TASK DESCRIPTION: Repeat each entry as written, dropping any picture you find.

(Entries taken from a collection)

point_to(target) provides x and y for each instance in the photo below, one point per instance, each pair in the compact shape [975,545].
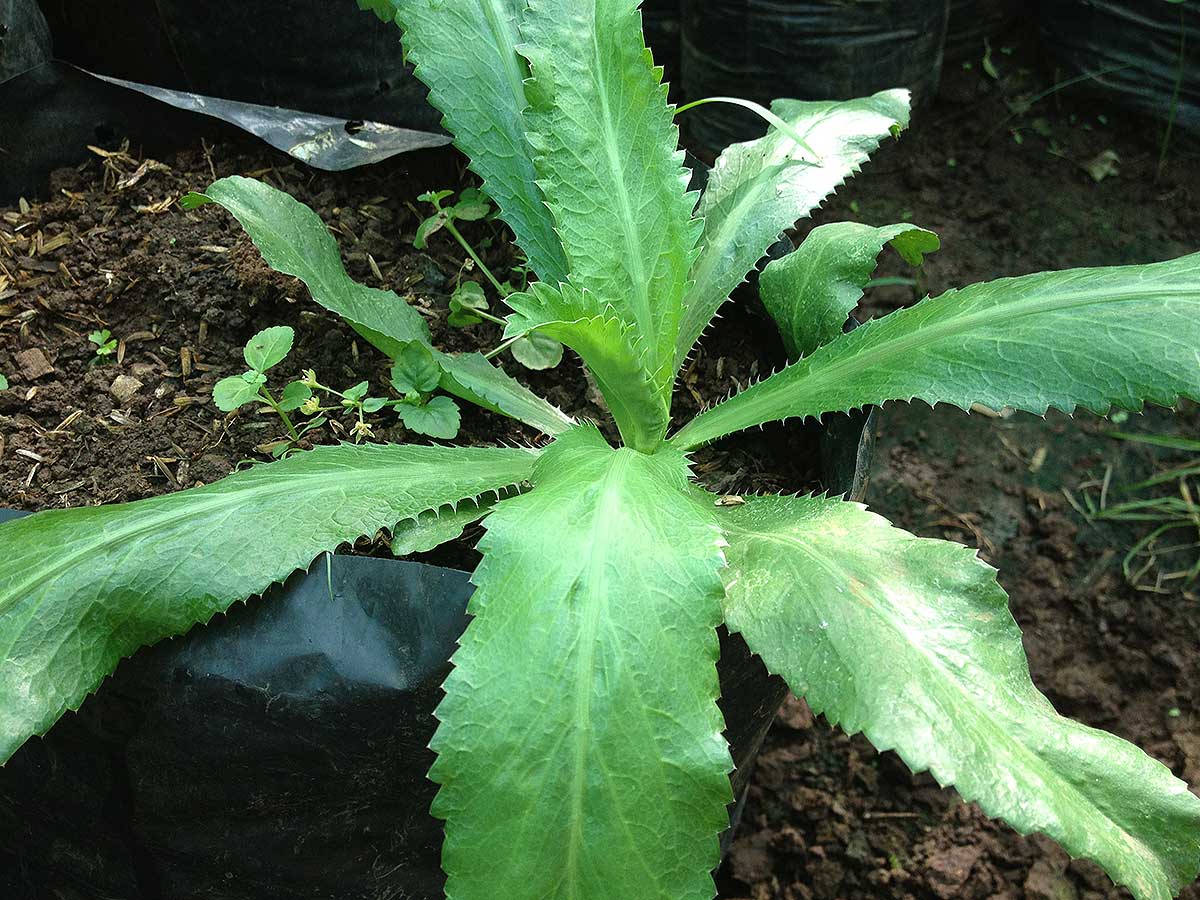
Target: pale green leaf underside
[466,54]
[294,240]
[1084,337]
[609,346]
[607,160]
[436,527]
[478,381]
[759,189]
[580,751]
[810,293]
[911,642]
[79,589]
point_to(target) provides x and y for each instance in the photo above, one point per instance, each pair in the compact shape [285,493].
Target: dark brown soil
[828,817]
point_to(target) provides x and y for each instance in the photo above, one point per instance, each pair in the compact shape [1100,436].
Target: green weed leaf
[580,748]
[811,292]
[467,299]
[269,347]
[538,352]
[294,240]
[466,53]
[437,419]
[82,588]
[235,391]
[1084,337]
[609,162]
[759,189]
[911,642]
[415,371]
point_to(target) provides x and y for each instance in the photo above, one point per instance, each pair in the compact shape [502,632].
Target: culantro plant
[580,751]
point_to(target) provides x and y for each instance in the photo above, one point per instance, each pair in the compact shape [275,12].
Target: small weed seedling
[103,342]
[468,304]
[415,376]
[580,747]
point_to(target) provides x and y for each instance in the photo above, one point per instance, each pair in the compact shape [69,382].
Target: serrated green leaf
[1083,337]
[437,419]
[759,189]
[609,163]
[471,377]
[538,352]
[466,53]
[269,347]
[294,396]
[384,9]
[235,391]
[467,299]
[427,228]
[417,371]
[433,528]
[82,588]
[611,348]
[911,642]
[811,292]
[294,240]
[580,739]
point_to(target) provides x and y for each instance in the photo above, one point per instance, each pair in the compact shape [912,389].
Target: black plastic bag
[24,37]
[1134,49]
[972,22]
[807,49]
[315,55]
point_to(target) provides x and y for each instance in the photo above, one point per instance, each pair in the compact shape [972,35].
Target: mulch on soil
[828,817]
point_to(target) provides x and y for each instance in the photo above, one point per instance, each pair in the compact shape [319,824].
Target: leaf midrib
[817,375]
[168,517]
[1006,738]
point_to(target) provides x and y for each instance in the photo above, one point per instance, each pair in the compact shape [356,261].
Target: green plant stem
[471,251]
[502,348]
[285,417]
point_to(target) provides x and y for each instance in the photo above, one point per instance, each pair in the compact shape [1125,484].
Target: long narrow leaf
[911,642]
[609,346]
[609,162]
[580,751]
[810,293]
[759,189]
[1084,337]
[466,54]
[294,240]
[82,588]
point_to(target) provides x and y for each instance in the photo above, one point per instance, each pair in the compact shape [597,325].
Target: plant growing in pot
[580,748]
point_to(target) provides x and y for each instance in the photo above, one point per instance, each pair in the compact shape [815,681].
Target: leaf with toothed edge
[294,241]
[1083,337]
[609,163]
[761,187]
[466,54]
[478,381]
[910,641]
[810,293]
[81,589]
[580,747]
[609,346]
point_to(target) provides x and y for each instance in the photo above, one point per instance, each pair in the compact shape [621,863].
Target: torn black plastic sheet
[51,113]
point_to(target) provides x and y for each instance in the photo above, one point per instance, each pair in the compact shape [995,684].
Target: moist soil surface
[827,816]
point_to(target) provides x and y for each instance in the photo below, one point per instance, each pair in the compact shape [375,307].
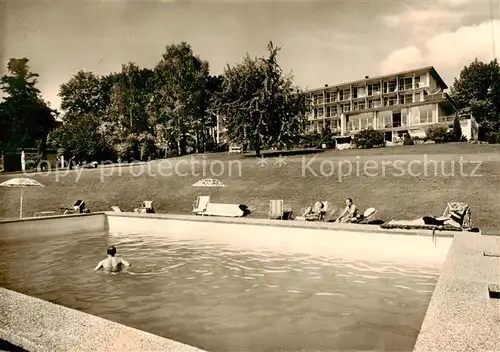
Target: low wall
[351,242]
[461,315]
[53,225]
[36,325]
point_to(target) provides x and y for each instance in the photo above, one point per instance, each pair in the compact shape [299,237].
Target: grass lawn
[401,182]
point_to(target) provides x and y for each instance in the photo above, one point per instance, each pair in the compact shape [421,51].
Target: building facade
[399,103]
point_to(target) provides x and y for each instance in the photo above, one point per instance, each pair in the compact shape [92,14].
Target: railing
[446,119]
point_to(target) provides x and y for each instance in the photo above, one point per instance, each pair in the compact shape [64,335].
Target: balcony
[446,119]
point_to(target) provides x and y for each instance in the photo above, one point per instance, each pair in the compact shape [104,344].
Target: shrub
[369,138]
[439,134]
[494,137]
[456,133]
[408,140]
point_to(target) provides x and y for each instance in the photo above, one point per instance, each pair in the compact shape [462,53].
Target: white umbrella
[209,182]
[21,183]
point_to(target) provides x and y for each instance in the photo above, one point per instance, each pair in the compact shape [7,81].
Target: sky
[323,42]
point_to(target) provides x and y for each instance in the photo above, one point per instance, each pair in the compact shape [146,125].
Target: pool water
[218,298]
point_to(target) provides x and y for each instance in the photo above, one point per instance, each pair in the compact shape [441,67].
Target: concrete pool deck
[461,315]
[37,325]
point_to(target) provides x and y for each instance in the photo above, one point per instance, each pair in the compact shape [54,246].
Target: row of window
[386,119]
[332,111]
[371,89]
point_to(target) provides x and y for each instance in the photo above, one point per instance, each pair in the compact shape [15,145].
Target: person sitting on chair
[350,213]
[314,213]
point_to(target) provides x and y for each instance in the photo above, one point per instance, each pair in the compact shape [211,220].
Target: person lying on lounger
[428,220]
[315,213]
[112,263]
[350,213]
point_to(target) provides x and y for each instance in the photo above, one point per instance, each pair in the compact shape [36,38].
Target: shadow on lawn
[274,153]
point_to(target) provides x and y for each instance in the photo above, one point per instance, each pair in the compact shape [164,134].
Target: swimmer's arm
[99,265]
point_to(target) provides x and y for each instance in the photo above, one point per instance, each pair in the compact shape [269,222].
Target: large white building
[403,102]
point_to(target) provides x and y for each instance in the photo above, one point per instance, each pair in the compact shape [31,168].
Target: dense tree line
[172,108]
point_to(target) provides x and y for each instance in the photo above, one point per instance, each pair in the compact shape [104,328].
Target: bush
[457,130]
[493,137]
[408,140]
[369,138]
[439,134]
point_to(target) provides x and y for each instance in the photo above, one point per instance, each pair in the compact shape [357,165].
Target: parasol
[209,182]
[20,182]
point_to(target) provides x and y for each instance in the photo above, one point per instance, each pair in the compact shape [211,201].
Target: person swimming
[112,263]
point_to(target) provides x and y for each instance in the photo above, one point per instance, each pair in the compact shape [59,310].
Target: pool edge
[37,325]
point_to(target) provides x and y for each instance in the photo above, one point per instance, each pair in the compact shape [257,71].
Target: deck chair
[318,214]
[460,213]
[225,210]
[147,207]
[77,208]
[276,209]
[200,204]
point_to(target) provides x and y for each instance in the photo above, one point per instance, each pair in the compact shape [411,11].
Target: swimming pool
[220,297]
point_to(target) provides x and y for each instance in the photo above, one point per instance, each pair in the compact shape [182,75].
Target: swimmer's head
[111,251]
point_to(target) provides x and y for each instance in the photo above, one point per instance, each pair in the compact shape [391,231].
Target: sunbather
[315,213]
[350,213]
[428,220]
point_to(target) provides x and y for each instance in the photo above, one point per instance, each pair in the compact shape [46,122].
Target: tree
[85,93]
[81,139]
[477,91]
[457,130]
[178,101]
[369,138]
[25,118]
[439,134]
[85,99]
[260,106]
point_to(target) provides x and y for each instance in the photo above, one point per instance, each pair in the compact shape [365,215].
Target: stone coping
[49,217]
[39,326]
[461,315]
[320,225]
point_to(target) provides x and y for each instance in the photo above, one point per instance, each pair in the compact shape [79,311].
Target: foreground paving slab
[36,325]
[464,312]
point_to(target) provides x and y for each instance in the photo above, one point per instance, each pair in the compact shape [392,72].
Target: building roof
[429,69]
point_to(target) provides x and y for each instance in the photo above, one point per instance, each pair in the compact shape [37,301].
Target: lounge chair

TASK RESPONSE:
point_to(target) provides x and y for each instance in the photo below, one point per instance, each pair in the compact shape [975,545].
Target: pale green leaf underside
[466,54]
[294,240]
[1084,337]
[609,346]
[607,160]
[436,527]
[478,381]
[759,189]
[580,751]
[810,293]
[911,642]
[79,589]
point_to(target) provides x and y for each instance in the photo above, one point per instance, each pair in the compact shape [285,493].
Target: dark brown soil
[828,817]
point_to(target) provides x and y for each instance in the photo above, one point per instance, each pair in the compact shape [1100,436].
Target: green weed leaf
[580,748]
[811,292]
[467,299]
[269,347]
[538,352]
[294,240]
[466,53]
[437,419]
[82,588]
[235,391]
[1084,337]
[609,162]
[759,189]
[911,642]
[415,371]
point_to(target) provides x and y for each instance in the photo above, one point per instance, each pair in the compact shape [502,632].
Target: culantro plant
[580,751]
point_to(target) provides x and y for each instance in the photo above, one point per instance, each pair in the compact shape [275,12].
Target: small weed seedling
[103,342]
[468,304]
[415,376]
[580,747]
point_to(target) provides x and y for each instance in the photo above, one point per instance, each pair in the compact shape [69,382].
Target: serrated green leaf
[1083,337]
[437,419]
[759,189]
[609,163]
[471,377]
[538,352]
[466,53]
[269,347]
[294,396]
[384,9]
[235,391]
[467,299]
[427,228]
[417,371]
[433,528]
[82,588]
[611,348]
[911,642]
[811,292]
[294,240]
[580,739]
point_to(target) provides x and y for each instance in the photo above, one point per instance, each pair in the compact shape [912,389].
Target: black plastic bag
[24,37]
[1134,49]
[972,22]
[807,49]
[315,55]
point_to(target) provides x and y for each instance in the photo above, one point per instance, each pair in the compact shape [972,35].
Target: mulch on soil
[828,817]
point_to(target) provides x and y for each instance in the photo above, one point per instance, each pair in the compact shape [319,824].
Target: leaf midrib
[817,375]
[168,517]
[1006,738]
point_to(target) provides x and y for each instance in the photo above, one point per instance, each pair in the compact shape [356,261].
Target: green plant stem
[471,251]
[502,348]
[285,417]
point_to(target) provides x and y for each instance in the photo above, one point per instance, each pair in the compact shape [1125,484].
Target: long narrow leaf
[911,642]
[609,346]
[609,162]
[580,751]
[810,293]
[759,189]
[1084,337]
[466,54]
[294,240]
[82,588]
point_to(target) provides x and y for each instance in the photo above, one point per instance, each pair in the compact shape [597,325].
Target: plant growing in pot
[580,748]
point_to(target) provides x and y for each instance in the photo above, one point per instance, each pair in the compact shape [815,681].
Target: leaf with toothed edge
[294,241]
[1083,337]
[609,163]
[761,187]
[466,54]
[478,381]
[910,641]
[810,293]
[81,589]
[580,747]
[609,346]
point_to(target) provides x and y for each instance in the photo above, one point per instance, each pair in the compact shape [621,863].
Target: torn black plastic sheet
[51,113]
point_to(target) provides x and y for each instance in the photo above, one point per instance, each pair in the compact shape [995,684].
Target: moist soil surface
[827,816]
point_to(target) provides x and y for each instance in the photo below, one point per instance, each pair in the compact shape [375,307].
Target: low wall
[351,242]
[461,315]
[53,225]
[36,325]
point_to(target) provides x and y for each instance in the photo above, one point per instance, each pair in the compact shape [299,237].
Target: grass lawn
[401,182]
point_to(target) provides x and y for each instance in the photo above, one point per instance, each pair in the compact shape [421,51].
Target: building facade
[399,103]
point_to(target) provides x and y for each instance in the photo above, one point per instance, each pair in the compact shape [92,14].
Target: railing
[446,119]
point_to(target) provides x and y for each instance in the photo above, one point per instance, each pair in the compact shape [64,335].
Target: balcony
[446,119]
point_to(target) provides x and y for each instance in the photo above, one point per instance, each pair in the compact shape [104,344].
Target: shrub
[369,138]
[439,134]
[494,137]
[456,133]
[408,140]
point_to(target) provides x and y for each instance in the photo above, one point per instance, each pair in the compact shape [462,53].
Target: white umbrella
[209,182]
[21,183]
point_to(target) provides x and y for each instance in the photo above, one point per instance, each pair in the compact shape [7,81].
Target: sky
[323,42]
point_to(target) provides x and y for each instance in the photo above, one point per instance, each pair in the compact shape [146,125].
Target: pool water
[218,298]
point_to(target) provides x and y for each instance in the photo above, one point per instance, each pair in the compact shape [441,67].
Target: concrete pool deck
[461,315]
[37,325]
point_to(target) provides x and y for each instance in the photo above, one point per instance, each pair in the compact shape [54,246].
Target: row of window
[386,119]
[332,111]
[371,89]
point_to(target) provides x and y for each instance in the photo above, one point per instance, each pair in the compact shape [15,145].
Target: person sitting on chair
[350,213]
[314,213]
point_to(target) provides x and y for each instance in the photo above, one point per instance, each pair in the compact shape [211,220].
Target: person lying on lounger
[428,220]
[315,213]
[112,263]
[350,213]
point_to(target) provides x and y for each instance in the photo above, one point per instance, each pair in the compact shape [36,38].
Target: shadow on lawn
[274,153]
point_to(target) provides x and y for each instance in the photo above, one point per instance, each pair in the compact shape [164,134].
Target: swimmer's arm
[99,265]
point_to(target) provides x and y for each instance in the photo above, one point per instance, each pair in the compact shape [269,222].
Target: large white building
[403,102]
point_to(target) provides x and y for each instance in the photo above, one point per instance, each pair in the compact shape [31,168].
Target: dense tree line
[172,108]
point_to(target) provides x and y for each instance in the photo above, one point per instance, each pair in the compact shape [104,328].
Target: bush
[457,130]
[493,137]
[408,140]
[369,138]
[439,134]
point_to(target) provides x and y for each instance in the photo above, one point per instance, each pair in the compact shape [357,165].
Target: parasol
[209,182]
[20,182]
point_to(target) provides x and y for each instance in the photo above, one point per instance, each pair in the compact shape [211,201].
Target: person swimming
[112,263]
point_to(target) provides x and y for each instance in the photo above, one point per instance, each pair in the compact shape [59,310].
Target: pool edge
[37,325]
point_to(target) provides x and y for each instance in the photo above, one point per instance, each pair in the compact shape [257,71].
Target: deck chair
[318,214]
[460,213]
[225,210]
[147,207]
[77,208]
[276,209]
[200,204]
point_to(target) provides x and y for each instance in the photo above, one point per instance, each pair in the compact shape [411,11].
Target: swimming pool
[220,297]
point_to(target) provides x and y for each instance in the photo above, one point per instance, each pair in the compact shape [182,75].
Target: swimmer's head
[111,251]
point_to(target) provides x and y for each instance in the photo above, one point per instance, each pair in the compact shape [391,231].
Target: sunbather
[315,213]
[350,213]
[428,220]
point_to(target) provides x and y for each instance in the photo above, one point per instance, each pair in the compact shape [46,122].
Target: tree
[85,93]
[81,139]
[477,91]
[457,130]
[178,101]
[369,138]
[25,118]
[439,134]
[85,99]
[260,106]
point_to(target) provides x and y for each instance in the photo above, one point per instance, each pair in the compact shape [365,215].
Target: stone coping
[49,217]
[39,326]
[461,315]
[320,225]
point_to(target) provides x and y for each instance in the photo above, one point per instance, each pair in the compact shape [79,311].
Target: foreground paving slab
[36,325]
[464,312]
point_to(target) provides x and y for each instance in the photo above, one point per instance, each pair in the compact shape [392,72].
Target: building roof
[429,69]
point_to(target) provides x and y for each instance in the photo above, one point per instance, each pair in the compact shape [37,301].
Target: lounge chair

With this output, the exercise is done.